Count how many of the lines below contain the string "small", and give only that number.

■ ■ ■

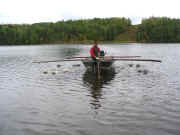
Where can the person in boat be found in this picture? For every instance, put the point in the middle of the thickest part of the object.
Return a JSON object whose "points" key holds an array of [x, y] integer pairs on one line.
{"points": [[95, 51]]}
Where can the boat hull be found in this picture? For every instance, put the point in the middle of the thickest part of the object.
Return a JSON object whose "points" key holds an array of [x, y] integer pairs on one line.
{"points": [[102, 64]]}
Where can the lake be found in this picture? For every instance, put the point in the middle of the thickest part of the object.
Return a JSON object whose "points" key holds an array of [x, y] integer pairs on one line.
{"points": [[65, 99]]}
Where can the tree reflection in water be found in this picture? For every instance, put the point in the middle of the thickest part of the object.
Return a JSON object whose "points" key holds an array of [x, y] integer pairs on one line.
{"points": [[91, 80]]}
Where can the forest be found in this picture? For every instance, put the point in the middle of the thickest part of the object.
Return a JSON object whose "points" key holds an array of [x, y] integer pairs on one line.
{"points": [[63, 31], [153, 30], [159, 30]]}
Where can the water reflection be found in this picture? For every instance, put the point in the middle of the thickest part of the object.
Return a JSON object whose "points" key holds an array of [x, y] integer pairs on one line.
{"points": [[91, 80], [69, 52]]}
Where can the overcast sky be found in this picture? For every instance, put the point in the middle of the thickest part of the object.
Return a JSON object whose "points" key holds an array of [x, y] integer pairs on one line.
{"points": [[33, 11]]}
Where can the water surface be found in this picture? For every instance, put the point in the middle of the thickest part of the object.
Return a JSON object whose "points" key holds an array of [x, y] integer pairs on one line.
{"points": [[69, 100]]}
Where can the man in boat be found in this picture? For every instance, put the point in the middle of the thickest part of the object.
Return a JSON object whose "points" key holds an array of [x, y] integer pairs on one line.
{"points": [[95, 51]]}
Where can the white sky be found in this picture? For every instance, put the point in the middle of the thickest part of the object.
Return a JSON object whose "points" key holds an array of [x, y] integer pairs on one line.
{"points": [[33, 11]]}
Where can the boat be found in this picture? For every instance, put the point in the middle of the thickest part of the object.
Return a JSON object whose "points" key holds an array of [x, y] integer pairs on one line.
{"points": [[102, 63]]}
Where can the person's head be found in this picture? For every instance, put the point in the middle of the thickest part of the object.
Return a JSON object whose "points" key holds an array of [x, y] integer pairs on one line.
{"points": [[95, 42]]}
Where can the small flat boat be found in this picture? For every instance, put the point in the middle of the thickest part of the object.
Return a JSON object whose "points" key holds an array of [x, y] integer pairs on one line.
{"points": [[102, 63]]}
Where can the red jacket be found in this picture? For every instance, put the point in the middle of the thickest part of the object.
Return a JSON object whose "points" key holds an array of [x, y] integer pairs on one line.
{"points": [[94, 51]]}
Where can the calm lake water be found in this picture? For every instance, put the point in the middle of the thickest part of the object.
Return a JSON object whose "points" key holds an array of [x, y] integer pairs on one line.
{"points": [[69, 100]]}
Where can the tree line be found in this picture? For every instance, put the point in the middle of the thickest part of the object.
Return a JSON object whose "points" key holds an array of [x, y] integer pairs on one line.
{"points": [[159, 29], [153, 29], [63, 31]]}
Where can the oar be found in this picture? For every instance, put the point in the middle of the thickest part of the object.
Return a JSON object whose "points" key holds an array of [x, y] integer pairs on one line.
{"points": [[104, 57], [57, 60], [151, 60]]}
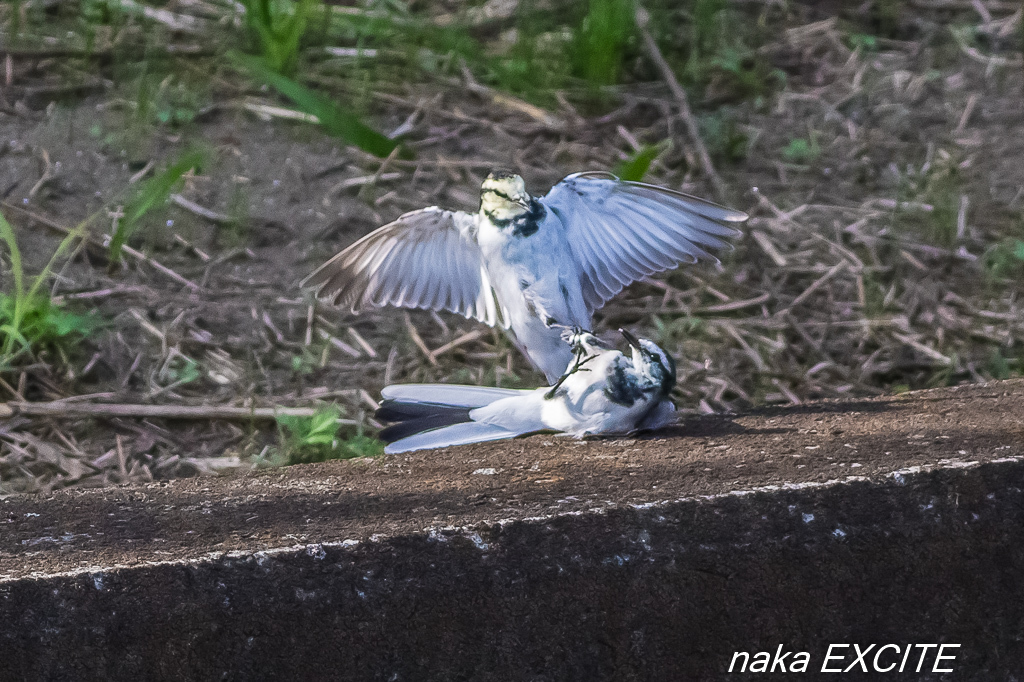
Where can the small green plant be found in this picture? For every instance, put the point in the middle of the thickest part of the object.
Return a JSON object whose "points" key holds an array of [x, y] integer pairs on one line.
{"points": [[601, 40], [998, 366], [278, 27], [1005, 259], [151, 193], [802, 151], [30, 322], [635, 168], [316, 438]]}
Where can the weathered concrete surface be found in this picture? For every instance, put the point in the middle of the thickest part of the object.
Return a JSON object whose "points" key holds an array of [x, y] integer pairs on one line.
{"points": [[544, 559]]}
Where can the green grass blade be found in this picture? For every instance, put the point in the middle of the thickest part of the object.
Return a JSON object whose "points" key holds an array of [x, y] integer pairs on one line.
{"points": [[333, 119], [154, 192], [635, 168]]}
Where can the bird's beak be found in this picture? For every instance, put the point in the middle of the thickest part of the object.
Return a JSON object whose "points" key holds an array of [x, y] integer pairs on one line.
{"points": [[630, 339]]}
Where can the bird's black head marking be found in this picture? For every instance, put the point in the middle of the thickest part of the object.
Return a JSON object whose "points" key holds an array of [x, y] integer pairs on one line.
{"points": [[501, 174]]}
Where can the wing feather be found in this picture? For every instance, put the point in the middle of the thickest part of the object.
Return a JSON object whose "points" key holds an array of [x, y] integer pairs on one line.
{"points": [[425, 259], [622, 231]]}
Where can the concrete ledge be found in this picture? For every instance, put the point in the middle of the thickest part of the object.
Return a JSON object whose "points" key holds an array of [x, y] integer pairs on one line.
{"points": [[607, 560]]}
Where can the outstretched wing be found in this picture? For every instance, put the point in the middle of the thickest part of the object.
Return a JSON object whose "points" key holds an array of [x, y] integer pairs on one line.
{"points": [[622, 231], [425, 259]]}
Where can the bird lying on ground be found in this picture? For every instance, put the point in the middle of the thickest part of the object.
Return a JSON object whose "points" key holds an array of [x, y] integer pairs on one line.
{"points": [[532, 265], [602, 391]]}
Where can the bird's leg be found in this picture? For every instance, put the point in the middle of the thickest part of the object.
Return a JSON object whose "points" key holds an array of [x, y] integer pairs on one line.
{"points": [[577, 367]]}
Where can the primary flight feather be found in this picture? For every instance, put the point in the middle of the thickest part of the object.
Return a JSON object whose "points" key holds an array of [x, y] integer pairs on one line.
{"points": [[532, 265]]}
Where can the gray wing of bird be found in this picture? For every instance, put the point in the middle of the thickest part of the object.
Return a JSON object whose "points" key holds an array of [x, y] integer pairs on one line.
{"points": [[425, 259], [622, 231]]}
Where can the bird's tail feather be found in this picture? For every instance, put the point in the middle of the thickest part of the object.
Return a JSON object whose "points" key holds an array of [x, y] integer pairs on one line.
{"points": [[457, 434], [449, 394], [413, 418]]}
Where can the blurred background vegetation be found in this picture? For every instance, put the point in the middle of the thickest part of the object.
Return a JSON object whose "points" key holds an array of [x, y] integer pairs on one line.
{"points": [[170, 170]]}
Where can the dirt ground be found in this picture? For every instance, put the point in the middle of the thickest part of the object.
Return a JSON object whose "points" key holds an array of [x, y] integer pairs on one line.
{"points": [[876, 258], [336, 501]]}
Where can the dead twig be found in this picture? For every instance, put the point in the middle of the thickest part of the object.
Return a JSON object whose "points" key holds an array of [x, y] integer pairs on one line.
{"points": [[642, 18]]}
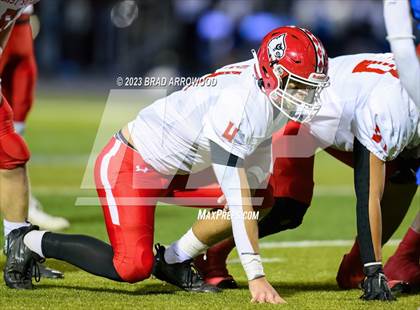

■ ■ ■

→ COMPLETED EXERCISE: 2